**作業内容:** 原文のうち「ワイン、女 そして歌、此れを」から始まり「いが、これはこれで楽しみだ。」で終わる部分を、「パン屋」を「市場」に置き換えて書き直してください。

Wein, Weib und Gesang

ワイン、女 そして歌、此れを愛しまない輩は、一生涯馬鹿者であり続ける。マルティン・ルター(1483-1546)

「死ななきゃ治らない」

2018-07-08 | 歴史・時事
森の中でライヴァルの白髪の婆さんとすれ違った。「今日はジョギングじゃないの」と聞かれたから、「寝不足した」と話した。坂の上まで歩いて下りてきた森の中は摂氏17度以下で気持ち良かった。ベットに入ったのが4時過ぎで8時過ぎにはパン屋に向かったから、前夜の23時から25時までと合わせて全部で五時間も断続的に寝ていない。一番深く眠りそうな時間に起きたので厳しい。今後は合衆国からの録音はタイマー操作にしたい。

それでもタングルウッドからの中継は想定よりもいい音がしていた。先ずは地元の放送局のストリーミングの程度が高い。そして半野外のようなタングルウッドの響きも全然悪くは無かった。ボストンのホールとも比較してみたいが、これはこれで楽しみだ。

**項目一覧:**

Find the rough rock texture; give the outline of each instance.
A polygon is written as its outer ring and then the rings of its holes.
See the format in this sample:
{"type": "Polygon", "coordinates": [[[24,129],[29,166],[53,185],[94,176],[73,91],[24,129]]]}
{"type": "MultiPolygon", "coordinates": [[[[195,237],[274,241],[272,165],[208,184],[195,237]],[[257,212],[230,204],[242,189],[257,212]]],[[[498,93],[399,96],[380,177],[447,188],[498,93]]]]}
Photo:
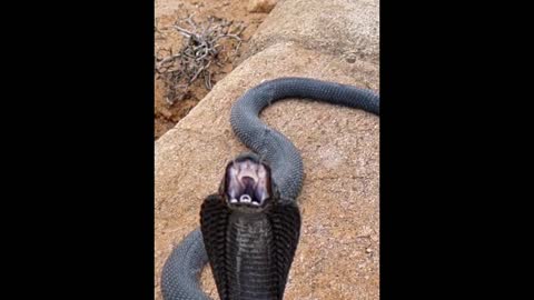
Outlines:
{"type": "MultiPolygon", "coordinates": [[[[377,2],[280,0],[255,33],[256,52],[156,142],[156,299],[161,299],[161,267],[172,247],[198,226],[200,203],[217,190],[227,161],[246,150],[231,133],[231,103],[263,80],[283,76],[378,91],[377,2]],[[355,37],[325,29],[332,20],[358,19],[355,12],[366,10],[376,12],[363,17],[368,23],[345,26],[354,26],[344,30],[355,37]],[[308,17],[294,23],[295,32],[274,21],[304,14],[308,17]],[[309,47],[314,43],[320,47],[309,47]],[[364,54],[347,58],[339,49],[364,54]]],[[[285,299],[378,299],[379,119],[306,100],[277,102],[261,119],[294,141],[306,173],[298,199],[301,238],[285,299]]],[[[209,268],[201,280],[217,299],[209,268]]]]}
{"type": "Polygon", "coordinates": [[[248,11],[250,12],[270,12],[278,0],[249,0],[248,11]]]}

**解答文:**
ワイン、女 そして歌、此れを愛しまない輩は、一生涯馬鹿者であり続ける。マルティン・ルター(1483-1546)

「死ななきゃ治らない」

2018-07-08 | 歴史・時事
森の中でライヴァルの白髪の婆さんとすれ違った。「今日はジョギングじゃないの」と聞かれたから、「寝不足した」と話した。坂の上まで歩いて下りてきた森の中は摂氏17度以下で気持ち良かった。ベットに入ったのが4時過ぎで8時過ぎには市場に向かったから、前夜の23時から25時までと合わせて全部で五時間も断続的に寝ていない。一番深く眠りそうな時間に起きたので厳しい。今後は合衆国からの録音はタイマー操作にしたい。

それでもタングルウッドからの中継は想定よりもいい音がしていた。先ずは地元の放送局のストリーミングの程度が高い。そして半野外のようなタングルウッドの響きも全然悪くは無かった。ボストンのホールとも比較してみたいが、これはこれで楽しみだ。